## Description of the task:
Print out each record below, unaltered and complete, without its images.

+++ Task material +++

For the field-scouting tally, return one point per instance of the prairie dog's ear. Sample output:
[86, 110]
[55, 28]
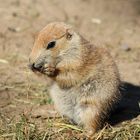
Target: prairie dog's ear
[35, 35]
[69, 34]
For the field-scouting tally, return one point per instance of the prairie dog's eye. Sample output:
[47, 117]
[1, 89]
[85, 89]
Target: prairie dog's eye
[51, 44]
[69, 36]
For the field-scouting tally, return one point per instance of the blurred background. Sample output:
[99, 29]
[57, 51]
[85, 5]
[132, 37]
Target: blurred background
[114, 24]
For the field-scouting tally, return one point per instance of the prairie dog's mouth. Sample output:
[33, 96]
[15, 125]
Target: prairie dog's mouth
[50, 71]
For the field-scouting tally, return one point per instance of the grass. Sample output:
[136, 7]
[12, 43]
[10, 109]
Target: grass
[22, 126]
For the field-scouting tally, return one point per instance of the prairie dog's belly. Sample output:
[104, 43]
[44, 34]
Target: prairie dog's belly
[66, 102]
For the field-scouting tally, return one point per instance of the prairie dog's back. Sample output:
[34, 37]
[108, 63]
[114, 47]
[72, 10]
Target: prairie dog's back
[85, 77]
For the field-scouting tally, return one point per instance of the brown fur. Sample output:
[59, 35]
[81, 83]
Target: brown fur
[86, 79]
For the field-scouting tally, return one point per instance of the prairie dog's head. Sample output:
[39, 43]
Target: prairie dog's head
[56, 49]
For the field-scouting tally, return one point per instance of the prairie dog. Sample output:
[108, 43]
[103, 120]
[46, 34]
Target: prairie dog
[85, 77]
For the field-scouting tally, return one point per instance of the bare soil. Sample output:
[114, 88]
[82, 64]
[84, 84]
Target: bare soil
[114, 24]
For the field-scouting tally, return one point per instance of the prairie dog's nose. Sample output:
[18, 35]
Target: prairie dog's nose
[36, 66]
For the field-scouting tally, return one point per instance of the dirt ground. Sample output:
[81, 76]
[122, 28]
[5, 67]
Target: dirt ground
[114, 24]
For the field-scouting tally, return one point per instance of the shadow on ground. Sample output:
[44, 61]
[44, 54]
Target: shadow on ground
[129, 106]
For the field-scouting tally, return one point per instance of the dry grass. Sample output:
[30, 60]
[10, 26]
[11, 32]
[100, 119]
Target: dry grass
[24, 127]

+++

## Solution to this problem:
For the field-scouting tally, return one point per instance of the prairie dog's ear. Sample output:
[86, 110]
[55, 28]
Target: prairie dog's ear
[35, 35]
[69, 34]
For the field-scouting tally, return one point per instance of the prairie dog's eye. Sample output:
[47, 117]
[1, 89]
[85, 89]
Target: prairie dog's eye
[51, 44]
[69, 36]
For the field-scouting tally, return one point per instance of the blurred background. Sample output:
[99, 29]
[57, 51]
[85, 5]
[132, 37]
Target: blurred background
[114, 24]
For the field-scouting tally, return one point per instance of the prairie dog's mouth. Sample output:
[33, 96]
[15, 125]
Target: prairie dog's mouth
[50, 71]
For the field-scouting tally, return one point per instance of the grass. Sample output:
[136, 7]
[12, 43]
[10, 109]
Target: grass
[22, 126]
For the field-scouting tally, return one point per instance of the prairie dog's belly. Sample output:
[104, 43]
[44, 34]
Target: prairie dog's belly
[66, 102]
For the field-scouting tally, return one point per instance of the prairie dog's back. Sample output:
[34, 37]
[108, 63]
[114, 47]
[72, 10]
Target: prairie dog's back
[85, 77]
For the field-scouting tally, return one point per instance of the brown fur. Sample output:
[59, 35]
[81, 83]
Target: brown fur
[86, 79]
For the field-scouting tally, return one point per instance of the prairie dog's head. Sample output:
[39, 43]
Target: prairie dog's head
[56, 49]
For the field-scouting tally, return one point per instance of the prairie dog. Sample output:
[108, 43]
[103, 120]
[46, 34]
Target: prairie dog
[85, 77]
For the field-scouting tally, return one point per instance of the bare soil. Sample output:
[114, 88]
[82, 64]
[84, 84]
Target: bare soil
[114, 24]
For the field-scouting tally, return one point per instance of the prairie dog's nose. Sample output:
[18, 35]
Target: prairie dog's nose
[36, 66]
For the field-scouting tally, return one point per instance of the dirt ground. Sample output:
[81, 76]
[122, 28]
[5, 67]
Target: dirt ground
[114, 24]
For the field-scouting tally, return one point per instance of the shadow on ground. Sample output:
[44, 61]
[44, 54]
Target: shadow on ground
[129, 106]
For the field-scouting tally, return one point per instance of the dry grass. Sample output:
[30, 60]
[10, 26]
[11, 32]
[100, 119]
Target: dry grass
[24, 127]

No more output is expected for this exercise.